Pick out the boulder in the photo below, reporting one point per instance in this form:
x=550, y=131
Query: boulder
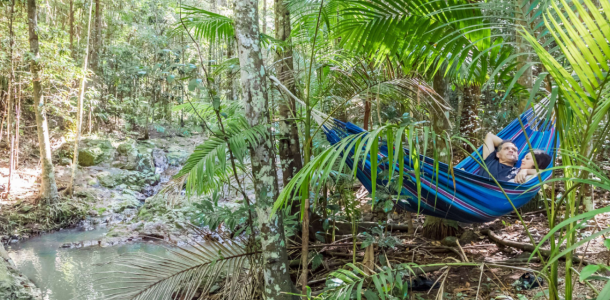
x=125, y=201
x=134, y=157
x=92, y=152
x=159, y=160
x=176, y=156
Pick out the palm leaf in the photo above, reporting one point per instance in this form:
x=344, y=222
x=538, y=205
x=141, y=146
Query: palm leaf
x=188, y=271
x=207, y=25
x=206, y=168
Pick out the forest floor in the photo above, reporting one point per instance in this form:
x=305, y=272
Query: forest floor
x=105, y=195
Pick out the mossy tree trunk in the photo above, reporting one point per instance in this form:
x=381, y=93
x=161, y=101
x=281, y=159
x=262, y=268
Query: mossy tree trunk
x=289, y=146
x=48, y=187
x=437, y=228
x=255, y=98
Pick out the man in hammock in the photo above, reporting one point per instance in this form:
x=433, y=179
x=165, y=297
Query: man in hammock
x=501, y=162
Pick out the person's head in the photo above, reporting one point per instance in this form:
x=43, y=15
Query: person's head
x=542, y=158
x=507, y=153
- - -
* Requirements: Please write out all of the items above word for word, leaving out the picture.

* Final result:
Pick out the boulder in the photo below, reporting one point per instance in this form:
x=550, y=131
Query: boulder
x=125, y=201
x=134, y=157
x=92, y=152
x=159, y=160
x=176, y=156
Pick out the palm leaf in the photo above, reporting one point per instance in this form:
x=344, y=222
x=538, y=205
x=141, y=146
Query: palm leaf
x=188, y=271
x=207, y=25
x=206, y=168
Pick out the forest floor in the photo above, reporting one point per instance in this form:
x=305, y=272
Query: forest floor
x=105, y=195
Pick out the mossy tree trunk in the photo above, reporting one point per instance in this form:
x=381, y=93
x=161, y=101
x=281, y=159
x=262, y=268
Query: mossy tree trunk
x=289, y=146
x=48, y=187
x=437, y=228
x=255, y=98
Pick out the man in hammock in the photo above, reporting one point per instance in this form:
x=433, y=179
x=165, y=297
Query: man in hammock
x=501, y=162
Pick out the person's head in the photo above, reporting one point per instance in this form:
x=43, y=15
Query: person's head
x=542, y=158
x=507, y=153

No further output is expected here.